● **Problem description**: Reproduce the full set of records verbatim.

::::::

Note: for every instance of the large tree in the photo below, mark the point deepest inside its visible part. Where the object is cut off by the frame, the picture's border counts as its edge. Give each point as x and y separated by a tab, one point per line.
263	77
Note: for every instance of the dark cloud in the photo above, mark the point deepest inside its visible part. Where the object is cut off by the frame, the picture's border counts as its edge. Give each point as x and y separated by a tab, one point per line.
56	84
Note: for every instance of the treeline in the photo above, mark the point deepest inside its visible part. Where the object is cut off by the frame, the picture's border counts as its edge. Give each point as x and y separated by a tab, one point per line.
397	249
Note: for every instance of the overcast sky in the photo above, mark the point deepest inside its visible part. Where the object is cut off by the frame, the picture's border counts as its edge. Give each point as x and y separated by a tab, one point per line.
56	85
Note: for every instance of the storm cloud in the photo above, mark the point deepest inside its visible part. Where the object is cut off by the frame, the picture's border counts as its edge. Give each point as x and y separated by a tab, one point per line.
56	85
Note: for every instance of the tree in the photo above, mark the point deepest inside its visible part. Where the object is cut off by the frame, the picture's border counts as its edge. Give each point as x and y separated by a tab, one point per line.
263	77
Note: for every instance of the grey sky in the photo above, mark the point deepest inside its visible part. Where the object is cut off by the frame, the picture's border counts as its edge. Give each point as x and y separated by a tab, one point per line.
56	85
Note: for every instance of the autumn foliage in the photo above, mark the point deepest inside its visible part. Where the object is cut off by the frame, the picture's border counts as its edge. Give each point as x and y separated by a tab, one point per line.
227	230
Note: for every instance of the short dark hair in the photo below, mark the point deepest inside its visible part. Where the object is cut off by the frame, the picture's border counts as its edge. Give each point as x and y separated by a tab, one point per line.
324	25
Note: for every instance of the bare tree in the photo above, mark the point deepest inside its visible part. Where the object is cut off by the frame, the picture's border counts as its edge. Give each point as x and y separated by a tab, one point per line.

::::::

● **Exercise response**:
Note: for every instance of the large tree in the photo below, mark the point deepest inside its visible part. Where the object is cut off by the frame, the picture's border counts as its edge. Give each point as x and y separated by a tab, one point per line.
263	77
Note: for every instance of the dark cloud in the photo above, mark the point deepest inside its visible part. Where the object is cut off by the frame, the picture's border counts as its edge. Give each point as x and y separated by a tab, one point per line.
56	84
Note: for every instance of the treeline in the photo above, mark the point deepest inside its visible part. Where the object is cut off by the frame, the picture's border counts as its edge. Give each point as x and y separated by a tab, one point per line.
397	249
Note: for every instance of the overcast sky in the photo above, mark the point deepest inside its visible part. Where the object is cut off by the frame, the picture's border counts as its edge. Give each point as x and y separated by a tab, one point per line.
56	85
Note: for every instance of the storm cloud in the photo above, mark the point deepest inside its visible part. Where the object is cut off by the frame, the picture's border counts as its edge. Give each point as x and y separated by a tab, one point per line.
56	85
Note: for every instance of the tree in the photo above, mark the point deepest inside its visible part. Where the object is cut off by the frame, the picture's border counts as its edge. Give each point as x and y separated by a tab, one point per line.
263	77
Note: for every instance of the grey sky in the photo above, mark the point deepest inside its visible part. Where the object is cut off by the frame, the picture's border counts as its edge. Give each point as x and y separated by a tab, one point per line.
56	85
Note: for every instance of the autumn foliage in the photo above, mark the point deepest inside its visible part. Where the object is cut off by the frame, the picture's border counts as its edge. Give each point as x and y separated by a tab, one point per line.
227	230
Note: for every instance of the short dark hair in the photo below, mark the point deepest inside its visible part. Where the object is cut off by the frame, the picture's border counts as its edge. Give each point as x and y separated by a tab, one point per line.
324	25
Note: for every instance of the bare tree in the photo above, mark the point deepest inside its visible part. Where the object is cut off by the frame, the picture's border counts as its edge. Give each point as x and y separated by a tab, one point per line.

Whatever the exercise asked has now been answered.